Goal of the exercise >>
Without changing anything, output the records below.

Record extracts >>

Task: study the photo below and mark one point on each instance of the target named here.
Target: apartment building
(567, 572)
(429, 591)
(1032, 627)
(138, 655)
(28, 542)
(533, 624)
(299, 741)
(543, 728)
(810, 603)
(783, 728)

Answer for the task >>
Task: study the photo below and mark one point on each instance of the target named here.
Target: apartment building
(567, 572)
(429, 591)
(1032, 627)
(138, 655)
(28, 542)
(533, 624)
(299, 741)
(543, 728)
(810, 603)
(783, 728)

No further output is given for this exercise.